> PROBLEM 1:
Decide whether each statement below agrees with the article about Yoshimi Horiuchi. Answer yes or no for each, and quote the deciding words of the article.
(a) Yoshimi was born completely blind.
(b) Yoshimi often prefers web pages that do not contain a lot of text.
(c) Yoshimi praised the iPhone for its free, pre-installed voice-over.
> PROBLEM 2: According to the article about Yoshimi Horiuchi, how does she move through a web page?
> PROBLEM 3: Reproduce the article about Yoshimi Horiuchi from the words "While it may" up to and including the words "tugging their arm!".

Curious how a blind person makes her way in the crowded streets of Thailand and can surf the net, Anthony, interviewed the Director of Always Reading Caravan Yoshimi Horiuchi. Yoshimi was born in Japan nearly blind but was still able to perceive light and colors. She lost her sight entirely in her teens but still remembers colors and other elements in her memory.

So how does she manage to update her social media account and maintain a webpage these days? Yoshimi shared that she also uses a normal computer with screen reader software. A screen reader reads what is on the screen and it gives her an idea of what the webpage looks like. Yoshimi navigates through a page using the arrow keys and tabs to go to links and other features on the website. She often prefers pages that do not contain a lot of text. Websites with a lot of words often take time for the screen reader to read every part of the page. Yoshimi also praised the iPhone because of its free, pre-installed voice-over and other helpful features that allow people with disabilities to use their phones with ease.

For web designers who would like to make their landing page easier to view, Yoshimi suggested using less text and putting headings and landmarks such as lists. Having a description of photos and a caption for posts and pictures also help communicate what the picture is about. The title of one’s pictures when uploaded may also affect how it can be seen or read by the screen reader. Additional guidelines to make websites more accessible can be found at the Web Content Accessibility Guidelines (WCAG).

While it may be more challenging to walk around her current city Bangkok with its dogs, carts, and vendors on uneven roads, Yoshimi also pointed out the friendliness and helpfulness of Thai people. Compared to Tokyo where people would hesitate to help disabled people, Yoshimi said that for her it would be nicer if they didn’t assume they didn’t want some help. She appreciated it when she received assistance from others, even if they were doing it wrong like grabbing their pole or tugging their arm!

> EXTRACTED MATERIAL:
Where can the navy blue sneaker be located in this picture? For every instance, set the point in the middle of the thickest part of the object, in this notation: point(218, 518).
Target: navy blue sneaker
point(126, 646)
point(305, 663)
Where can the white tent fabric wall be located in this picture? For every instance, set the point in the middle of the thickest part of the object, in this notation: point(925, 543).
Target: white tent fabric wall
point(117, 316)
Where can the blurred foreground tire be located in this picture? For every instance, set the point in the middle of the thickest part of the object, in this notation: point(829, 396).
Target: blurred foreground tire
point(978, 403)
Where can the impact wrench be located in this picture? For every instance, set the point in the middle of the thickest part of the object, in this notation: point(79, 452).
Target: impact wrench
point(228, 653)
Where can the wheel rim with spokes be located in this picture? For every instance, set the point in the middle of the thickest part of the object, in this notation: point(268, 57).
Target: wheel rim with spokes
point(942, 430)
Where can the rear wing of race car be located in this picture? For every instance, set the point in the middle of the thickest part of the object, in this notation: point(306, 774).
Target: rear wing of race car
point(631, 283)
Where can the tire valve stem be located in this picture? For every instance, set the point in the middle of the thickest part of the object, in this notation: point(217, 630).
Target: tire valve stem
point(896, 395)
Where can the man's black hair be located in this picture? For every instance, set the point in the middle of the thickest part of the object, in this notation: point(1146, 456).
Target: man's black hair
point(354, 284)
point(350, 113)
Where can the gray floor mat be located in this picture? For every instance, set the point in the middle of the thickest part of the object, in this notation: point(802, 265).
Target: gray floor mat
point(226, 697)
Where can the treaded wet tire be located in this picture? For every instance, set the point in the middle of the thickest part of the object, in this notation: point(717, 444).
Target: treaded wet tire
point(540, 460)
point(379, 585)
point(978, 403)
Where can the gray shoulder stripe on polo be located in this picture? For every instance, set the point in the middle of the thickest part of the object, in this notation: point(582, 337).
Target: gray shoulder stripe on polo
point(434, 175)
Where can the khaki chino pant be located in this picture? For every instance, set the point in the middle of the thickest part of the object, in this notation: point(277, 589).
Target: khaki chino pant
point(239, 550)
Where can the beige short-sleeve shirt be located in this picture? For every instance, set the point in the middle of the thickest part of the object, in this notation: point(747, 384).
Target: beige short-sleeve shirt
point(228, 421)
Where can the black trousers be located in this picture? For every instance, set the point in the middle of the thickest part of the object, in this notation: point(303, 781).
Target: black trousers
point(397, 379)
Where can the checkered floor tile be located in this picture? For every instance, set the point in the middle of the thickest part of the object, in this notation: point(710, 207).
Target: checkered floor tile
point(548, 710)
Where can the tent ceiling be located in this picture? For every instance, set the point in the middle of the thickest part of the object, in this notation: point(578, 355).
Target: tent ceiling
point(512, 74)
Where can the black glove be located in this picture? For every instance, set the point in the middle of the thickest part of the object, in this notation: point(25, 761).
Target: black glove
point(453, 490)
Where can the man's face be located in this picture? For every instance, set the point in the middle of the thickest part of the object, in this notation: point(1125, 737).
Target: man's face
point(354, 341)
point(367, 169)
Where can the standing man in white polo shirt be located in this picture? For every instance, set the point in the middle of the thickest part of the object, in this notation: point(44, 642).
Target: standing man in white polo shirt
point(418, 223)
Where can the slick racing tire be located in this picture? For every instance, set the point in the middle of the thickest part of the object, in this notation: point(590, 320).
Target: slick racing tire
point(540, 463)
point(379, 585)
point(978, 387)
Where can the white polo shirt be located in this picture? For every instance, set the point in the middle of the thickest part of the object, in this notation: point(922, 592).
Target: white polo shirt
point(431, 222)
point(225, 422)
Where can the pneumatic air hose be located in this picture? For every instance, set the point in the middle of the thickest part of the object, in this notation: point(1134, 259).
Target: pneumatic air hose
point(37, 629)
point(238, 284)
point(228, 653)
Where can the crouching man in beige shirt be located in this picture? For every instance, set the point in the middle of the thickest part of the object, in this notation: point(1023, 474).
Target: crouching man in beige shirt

> TASK RESULT 1:
(a) No: "Yoshimi was born in Japan nearly blind but was still able to perceive light and colors."
(b) Yes: "She often prefers pages that do not contain a lot of text."
(c) Yes: "Yoshimi also praised the iPhone because of its free, pre-installed voice-over"

> TASK RESULT 2: She uses the arrow keys, and tabs to go to links and other features on the website.

> TASK RESULT 3:
While it may be more challenging to walk around her current city Bangkok with its dogs, carts, and vendors on uneven roads, Yoshimi also pointed out the friendliness and helpfulness of Thai people. Compared to Tokyo where people would hesitate to help disabled people, Yoshimi said that for her it would be nicer if they didn’t assume they didn’t want some help. She appreciated it when she received assistance from others, even if they were doing it wrong like grabbing their pole or tugging their arm!